GOAL OF THE EXERCISE >> Starting with the line containing "Target: license plate" and going on through the line containing "Target: chevrolet silverado crew cab", return the lines of the data below exactly, and only those.

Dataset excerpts
========================================================================

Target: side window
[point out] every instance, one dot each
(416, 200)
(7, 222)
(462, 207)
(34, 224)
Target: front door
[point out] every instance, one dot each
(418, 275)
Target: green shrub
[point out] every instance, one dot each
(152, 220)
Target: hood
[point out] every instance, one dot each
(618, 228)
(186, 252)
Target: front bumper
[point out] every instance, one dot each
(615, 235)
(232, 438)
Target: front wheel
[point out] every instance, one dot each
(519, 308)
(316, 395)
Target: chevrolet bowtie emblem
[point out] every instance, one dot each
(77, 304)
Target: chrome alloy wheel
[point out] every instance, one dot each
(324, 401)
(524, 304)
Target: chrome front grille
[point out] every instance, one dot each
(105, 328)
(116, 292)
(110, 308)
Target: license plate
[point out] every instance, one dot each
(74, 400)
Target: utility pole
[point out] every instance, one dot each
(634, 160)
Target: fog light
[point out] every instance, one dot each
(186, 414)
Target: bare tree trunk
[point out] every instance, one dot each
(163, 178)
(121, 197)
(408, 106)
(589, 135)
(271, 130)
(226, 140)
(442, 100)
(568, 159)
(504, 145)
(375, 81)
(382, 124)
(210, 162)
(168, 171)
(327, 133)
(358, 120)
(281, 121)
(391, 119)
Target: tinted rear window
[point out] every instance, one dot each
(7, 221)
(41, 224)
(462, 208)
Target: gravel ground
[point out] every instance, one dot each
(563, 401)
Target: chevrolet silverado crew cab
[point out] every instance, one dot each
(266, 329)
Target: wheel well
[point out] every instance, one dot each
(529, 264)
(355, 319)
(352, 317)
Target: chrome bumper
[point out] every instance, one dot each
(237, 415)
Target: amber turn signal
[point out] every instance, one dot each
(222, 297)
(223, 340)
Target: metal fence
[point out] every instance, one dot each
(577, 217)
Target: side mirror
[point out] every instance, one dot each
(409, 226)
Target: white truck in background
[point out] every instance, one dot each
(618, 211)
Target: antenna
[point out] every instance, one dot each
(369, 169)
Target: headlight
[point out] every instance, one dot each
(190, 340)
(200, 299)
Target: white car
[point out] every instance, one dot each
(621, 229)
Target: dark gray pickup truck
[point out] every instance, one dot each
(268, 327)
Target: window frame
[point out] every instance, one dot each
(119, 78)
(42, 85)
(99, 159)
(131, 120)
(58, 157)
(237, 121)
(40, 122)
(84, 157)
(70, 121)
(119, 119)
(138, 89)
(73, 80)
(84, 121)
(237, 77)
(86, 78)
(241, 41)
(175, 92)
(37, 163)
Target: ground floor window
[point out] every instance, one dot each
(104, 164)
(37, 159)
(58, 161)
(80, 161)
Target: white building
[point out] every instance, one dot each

========================================================================

SOLVED PROBLEM >>
Target: license plate
[point out] every instance, one dot each
(74, 400)
Target: utility pole
[point out] every instance, one dot each
(634, 160)
Target: fog light
[point out] every instance, one dot each
(186, 414)
Target: bare tree trunk
[point out] every instance, one dot each
(163, 178)
(121, 197)
(408, 106)
(589, 135)
(271, 130)
(226, 140)
(442, 100)
(568, 159)
(504, 145)
(375, 81)
(382, 124)
(210, 162)
(168, 171)
(327, 133)
(358, 120)
(281, 121)
(391, 119)
Target: tinted rear window
[point out] every instance, one dot each
(7, 221)
(41, 224)
(462, 208)
Target: gravel ground
[point out] every instance, one dot each
(563, 401)
Target: chevrolet silverado crew cab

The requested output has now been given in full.